> **TASK A**: Duplicate the passage of the January 25 history roundup below that lies between "In 1924, the" and "the United States.", inclusive.
> **TASK B**: In the January 25 history roundup below, translate this sentence into Spanish: "In 1993, Sears announced that it would no longer publish its famous century-old catalog."
> **TASK C**: From the January 25 history roundup below, list every year from 2000 onward that opens an item under "On this date:".

Today in History: January 25, Jury convicts Charles Manson

Charles Manson is heavily escorted back to his cell after being found guilty of first degree murder in Los Angeles, Jan. 25, 1971. (AP Photo/Pool)

Charles Manson is heavily escorted back to his cell after being found guilty of first degree murder in Los Angeles, Jan. 25, 1971. (AP Photo/Pool)

Today’s Highlight in History:

On Jan. 25, in 1971, Charles Manson and three women followers were convicted in Los Angeles of murder and conspiracy in the 1969 slayings of seven people, including actor Sharon Tate.

On this date:

In 1533, England’s King Henry VIII secretly married his second wife, Anne Boleyn, who later gave birth to Elizabeth I.

In 1915, America’s first official transcontinental telephone call took place as Alexander Graham Bell, who was in New York, spoke to his former assistant, Thomas Watson, who was in San Francisco, over a line set up by American Telephone & Telegraph.

In 1924, the first Winter Olympic Games opened in Chamonix (shah-moh-NEE’), France.

In 1945, Grand Rapids, Michigan, became the first community to add fluoride to its public water supply.

In 1981, the 52 Americans held hostage by Iran for 444 days arrived in the United States.

In 1993, Sears announced that it would no longer publish its famous century-old catalog.

In 1994, maintaining his innocence, singer Michael Jackson settled a child molestation lawsuit against him; terms were confidential, although the monetary figure was reportedly $22 million.

In 2004, NASA’s Opportunity rover zipped its first pictures of Mars to Earth, showing a surface smooth and dark red in some places, and strewn with fragmented slabs of light bedrock in others.

In 2017, Mary Tyler Moore, who created one of TV’s first career-woman sitcom heroines in “The Mary Tyler Moore Show,” died at the age of 80. Actor John Hurt died at 77.

In 2020, President Donald Trump’s defense team opened its arguments at his first Senate impeachment trial, casting the effort to remove him from office as a politically motivated attempt to subvert the 2016 election and the upcoming 2020 contest.

In 2021, President Joe Biden signed an order reversing a Pentagon policy that largely barred transgender people from military service.

In 2022, the Navy said it had discharged 23 active-duty sailors for refusing the coronavirus vaccine; it marked the first time the Navy had thrown currently-serving sailors out of the military over the mandatory shots.

> **INFORMATION GIVEN**:
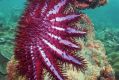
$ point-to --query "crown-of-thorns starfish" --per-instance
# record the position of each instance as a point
(45, 38)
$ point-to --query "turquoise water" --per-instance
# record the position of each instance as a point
(105, 20)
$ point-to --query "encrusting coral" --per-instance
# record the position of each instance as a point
(53, 34)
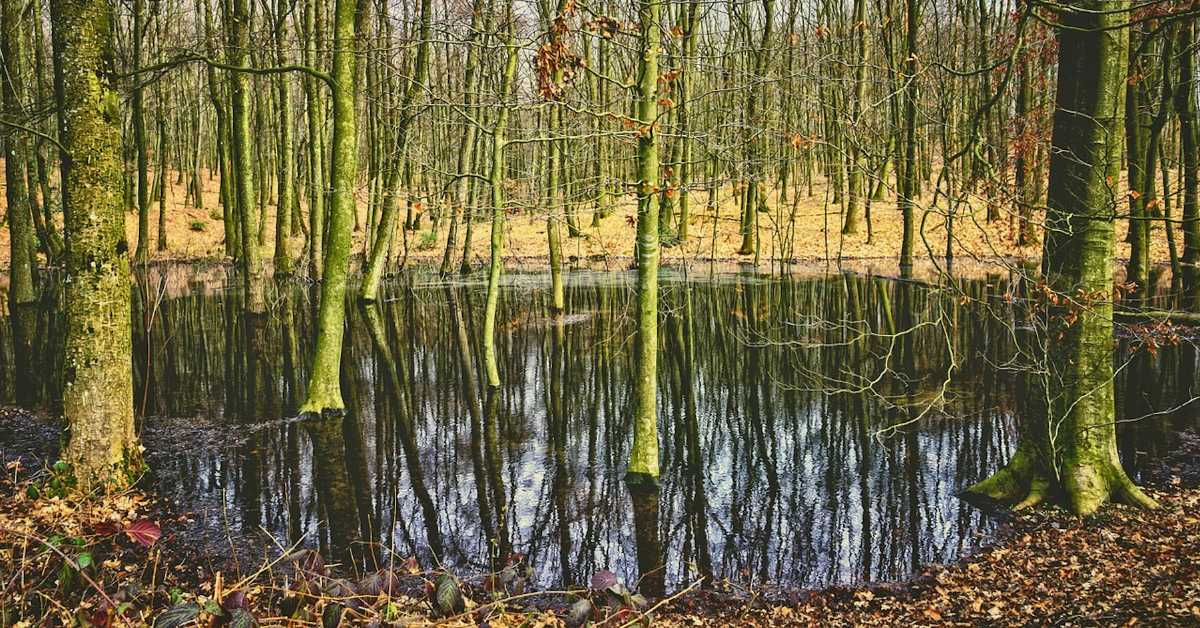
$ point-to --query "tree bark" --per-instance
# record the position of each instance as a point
(97, 394)
(1068, 447)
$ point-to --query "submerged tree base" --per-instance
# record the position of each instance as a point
(1083, 486)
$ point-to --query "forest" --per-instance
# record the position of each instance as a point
(599, 312)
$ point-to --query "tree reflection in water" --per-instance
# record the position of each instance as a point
(775, 398)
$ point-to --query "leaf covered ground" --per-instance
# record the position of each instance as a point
(118, 560)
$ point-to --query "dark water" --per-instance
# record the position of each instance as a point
(777, 398)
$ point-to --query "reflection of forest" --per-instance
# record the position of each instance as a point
(773, 395)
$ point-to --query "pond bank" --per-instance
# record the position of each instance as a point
(1043, 567)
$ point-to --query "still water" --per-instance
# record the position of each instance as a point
(815, 430)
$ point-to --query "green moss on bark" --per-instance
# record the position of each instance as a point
(97, 396)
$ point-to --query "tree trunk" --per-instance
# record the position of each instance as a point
(1069, 446)
(643, 458)
(97, 394)
(497, 184)
(324, 386)
(22, 246)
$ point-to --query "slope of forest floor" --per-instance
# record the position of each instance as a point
(198, 233)
(119, 560)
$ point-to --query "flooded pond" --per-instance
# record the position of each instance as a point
(809, 432)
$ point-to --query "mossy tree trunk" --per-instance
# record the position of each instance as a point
(286, 154)
(324, 387)
(1186, 109)
(375, 269)
(97, 395)
(497, 245)
(643, 458)
(315, 36)
(22, 245)
(909, 187)
(856, 174)
(244, 156)
(137, 112)
(1068, 449)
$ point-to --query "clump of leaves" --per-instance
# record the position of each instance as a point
(609, 599)
(59, 483)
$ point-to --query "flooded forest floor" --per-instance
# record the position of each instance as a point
(123, 560)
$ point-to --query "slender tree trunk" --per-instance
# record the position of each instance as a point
(375, 269)
(244, 159)
(324, 386)
(22, 247)
(643, 458)
(286, 159)
(137, 111)
(909, 187)
(315, 21)
(497, 185)
(856, 175)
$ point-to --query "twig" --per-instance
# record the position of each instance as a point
(663, 602)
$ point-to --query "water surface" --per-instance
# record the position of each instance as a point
(815, 430)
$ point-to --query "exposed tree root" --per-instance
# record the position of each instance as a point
(1083, 489)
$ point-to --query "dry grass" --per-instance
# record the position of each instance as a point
(816, 234)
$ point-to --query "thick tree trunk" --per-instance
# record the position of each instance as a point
(324, 392)
(1069, 446)
(97, 394)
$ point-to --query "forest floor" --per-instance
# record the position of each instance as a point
(119, 560)
(198, 233)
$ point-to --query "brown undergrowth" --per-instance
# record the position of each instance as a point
(115, 560)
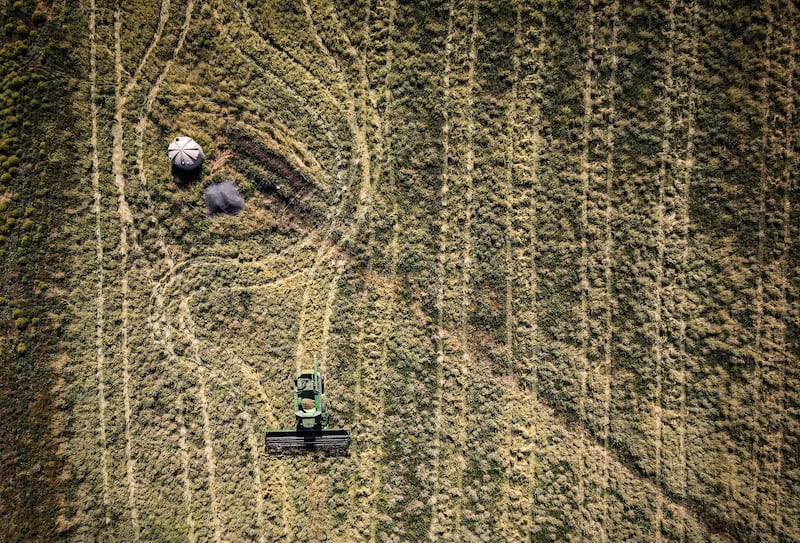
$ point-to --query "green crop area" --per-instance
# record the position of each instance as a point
(547, 255)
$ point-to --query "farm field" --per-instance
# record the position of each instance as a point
(546, 254)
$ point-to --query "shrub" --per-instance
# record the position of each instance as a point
(39, 17)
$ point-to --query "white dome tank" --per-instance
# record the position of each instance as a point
(185, 153)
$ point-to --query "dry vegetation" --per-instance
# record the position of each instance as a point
(546, 253)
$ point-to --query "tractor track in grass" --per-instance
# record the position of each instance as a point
(208, 443)
(370, 399)
(440, 272)
(785, 265)
(125, 221)
(455, 288)
(162, 21)
(585, 177)
(186, 470)
(98, 235)
(351, 114)
(523, 152)
(287, 78)
(146, 109)
(759, 301)
(608, 246)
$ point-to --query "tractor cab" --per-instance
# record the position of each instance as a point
(311, 416)
(309, 405)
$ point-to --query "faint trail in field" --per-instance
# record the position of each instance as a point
(389, 59)
(452, 379)
(330, 306)
(523, 150)
(255, 450)
(608, 246)
(325, 251)
(759, 298)
(370, 396)
(185, 475)
(156, 88)
(208, 442)
(687, 173)
(585, 175)
(98, 233)
(125, 220)
(512, 128)
(359, 138)
(162, 21)
(785, 265)
(440, 272)
(294, 150)
(265, 42)
(145, 112)
(284, 79)
(658, 290)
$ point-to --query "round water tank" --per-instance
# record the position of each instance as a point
(185, 153)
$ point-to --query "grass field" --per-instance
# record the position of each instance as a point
(546, 254)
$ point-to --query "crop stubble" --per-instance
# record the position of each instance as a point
(502, 255)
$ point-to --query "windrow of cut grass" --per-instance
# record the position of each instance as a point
(544, 254)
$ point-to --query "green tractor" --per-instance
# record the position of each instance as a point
(311, 416)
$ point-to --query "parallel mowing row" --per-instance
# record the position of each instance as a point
(519, 205)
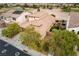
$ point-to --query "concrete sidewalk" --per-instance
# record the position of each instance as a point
(16, 42)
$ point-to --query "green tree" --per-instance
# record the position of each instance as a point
(11, 30)
(63, 42)
(30, 38)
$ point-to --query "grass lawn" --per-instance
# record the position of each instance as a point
(29, 9)
(4, 10)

> **FINAL ANSWER A**:
In 1924, the first Winter Olympic Games opened in Chamonix (shah-moh-NEE’), France.

In 1945, Grand Rapids, Michigan, became the first community to add fluoride to its public water supply.

In 1981, the 52 Americans held hostage by Iran for 444 days arrived in the United States.

> **FINAL ANSWER B**: En 1993, Sears anunció que dejaría de publicar su famoso catálogo centenario.

> **FINAL ANSWER C**: 2004, 2017, 2020, 2021, 2022